Could the lines from the one with "For each instance of the shrub, the" through the end of the listing be restated exactly, with nothing else included?

>> Start Available data

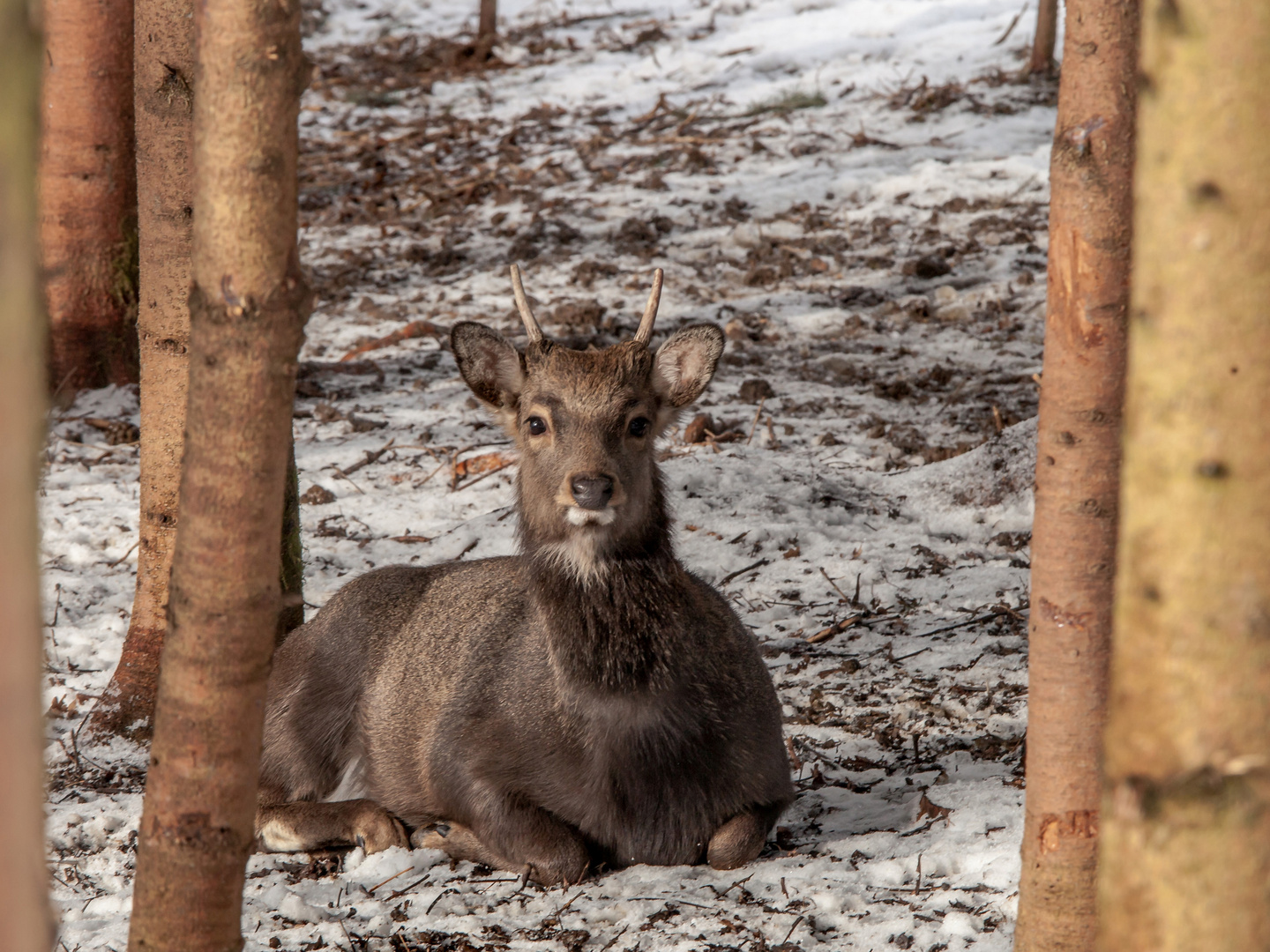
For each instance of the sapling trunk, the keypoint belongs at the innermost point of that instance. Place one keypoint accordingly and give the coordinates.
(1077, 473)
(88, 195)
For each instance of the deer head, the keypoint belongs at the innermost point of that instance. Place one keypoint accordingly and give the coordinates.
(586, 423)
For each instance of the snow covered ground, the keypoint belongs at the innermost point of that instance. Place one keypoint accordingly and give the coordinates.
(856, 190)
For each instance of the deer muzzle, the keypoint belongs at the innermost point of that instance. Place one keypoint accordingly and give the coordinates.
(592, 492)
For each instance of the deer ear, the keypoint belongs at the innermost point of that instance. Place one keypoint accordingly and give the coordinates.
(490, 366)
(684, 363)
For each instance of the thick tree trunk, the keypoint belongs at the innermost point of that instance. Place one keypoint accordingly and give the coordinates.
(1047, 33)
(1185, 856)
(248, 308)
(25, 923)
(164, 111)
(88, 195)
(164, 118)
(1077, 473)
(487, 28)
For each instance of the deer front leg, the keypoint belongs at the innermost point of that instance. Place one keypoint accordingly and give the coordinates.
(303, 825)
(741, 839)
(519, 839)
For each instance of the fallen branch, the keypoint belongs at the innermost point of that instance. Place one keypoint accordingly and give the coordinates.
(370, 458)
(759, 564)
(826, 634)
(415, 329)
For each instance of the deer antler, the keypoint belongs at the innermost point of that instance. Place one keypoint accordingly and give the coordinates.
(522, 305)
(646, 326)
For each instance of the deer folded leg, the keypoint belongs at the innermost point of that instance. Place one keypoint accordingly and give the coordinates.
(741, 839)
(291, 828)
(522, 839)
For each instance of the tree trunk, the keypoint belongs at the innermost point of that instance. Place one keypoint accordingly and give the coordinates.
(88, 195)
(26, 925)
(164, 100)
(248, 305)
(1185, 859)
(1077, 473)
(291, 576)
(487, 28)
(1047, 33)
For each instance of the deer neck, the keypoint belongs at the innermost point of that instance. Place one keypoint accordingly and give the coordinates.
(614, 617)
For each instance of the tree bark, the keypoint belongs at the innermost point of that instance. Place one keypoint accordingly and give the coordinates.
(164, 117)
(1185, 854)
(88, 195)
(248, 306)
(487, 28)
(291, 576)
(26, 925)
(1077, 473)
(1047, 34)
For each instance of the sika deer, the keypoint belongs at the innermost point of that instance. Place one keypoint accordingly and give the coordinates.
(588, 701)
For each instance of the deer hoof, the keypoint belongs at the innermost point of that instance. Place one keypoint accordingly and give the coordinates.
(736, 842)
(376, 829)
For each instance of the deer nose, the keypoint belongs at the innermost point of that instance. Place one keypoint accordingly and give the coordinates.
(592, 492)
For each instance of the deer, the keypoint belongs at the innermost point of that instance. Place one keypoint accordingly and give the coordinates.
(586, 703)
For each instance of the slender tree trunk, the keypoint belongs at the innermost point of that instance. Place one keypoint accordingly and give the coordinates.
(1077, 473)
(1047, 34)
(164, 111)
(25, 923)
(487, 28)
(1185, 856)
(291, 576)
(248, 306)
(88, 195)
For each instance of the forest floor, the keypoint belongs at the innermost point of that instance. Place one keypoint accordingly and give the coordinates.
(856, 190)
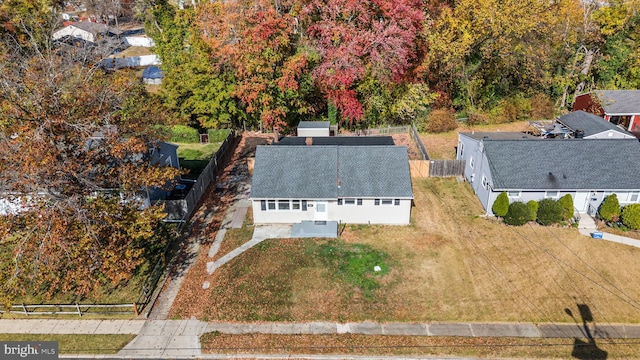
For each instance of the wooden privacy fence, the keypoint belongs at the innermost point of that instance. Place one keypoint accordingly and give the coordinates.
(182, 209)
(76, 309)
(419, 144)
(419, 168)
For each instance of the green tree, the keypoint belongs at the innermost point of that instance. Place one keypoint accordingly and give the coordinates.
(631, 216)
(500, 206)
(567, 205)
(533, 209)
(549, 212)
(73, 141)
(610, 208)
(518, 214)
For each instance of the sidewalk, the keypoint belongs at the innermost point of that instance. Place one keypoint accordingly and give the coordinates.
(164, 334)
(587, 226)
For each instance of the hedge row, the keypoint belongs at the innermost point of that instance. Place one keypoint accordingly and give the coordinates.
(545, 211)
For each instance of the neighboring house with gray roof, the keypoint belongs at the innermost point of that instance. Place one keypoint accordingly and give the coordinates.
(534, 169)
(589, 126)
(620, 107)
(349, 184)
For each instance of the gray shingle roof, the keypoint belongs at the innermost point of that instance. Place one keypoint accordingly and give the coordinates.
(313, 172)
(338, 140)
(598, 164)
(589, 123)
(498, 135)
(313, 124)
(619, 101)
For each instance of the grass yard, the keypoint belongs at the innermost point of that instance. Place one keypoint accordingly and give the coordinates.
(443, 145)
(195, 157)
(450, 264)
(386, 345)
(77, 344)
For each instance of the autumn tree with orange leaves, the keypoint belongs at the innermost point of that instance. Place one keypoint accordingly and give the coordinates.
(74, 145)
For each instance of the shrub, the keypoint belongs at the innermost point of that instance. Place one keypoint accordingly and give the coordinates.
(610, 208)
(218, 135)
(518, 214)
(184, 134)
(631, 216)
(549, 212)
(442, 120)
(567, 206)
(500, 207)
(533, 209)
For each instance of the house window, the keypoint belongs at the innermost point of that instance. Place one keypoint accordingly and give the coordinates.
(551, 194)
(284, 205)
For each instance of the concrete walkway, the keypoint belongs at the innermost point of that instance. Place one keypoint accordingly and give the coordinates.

>> End Available data

== Exercise answer ==
For each instance of the shrub, the keypoint belongs at the innermost point of that instance. Place one keypoint accordingly and give the coordinates.
(610, 208)
(218, 135)
(518, 214)
(184, 134)
(631, 216)
(549, 212)
(442, 120)
(567, 206)
(500, 207)
(533, 209)
For each instance of the house window, the keypoint belongs at the innermost point of that instance. Place one keypoint accordingly and give the coordinates.
(551, 194)
(284, 205)
For each instance of the concrete walkway, the keypoint belongs at the innermost point of that instance. Place one keypoint accordingly and give the coordinates.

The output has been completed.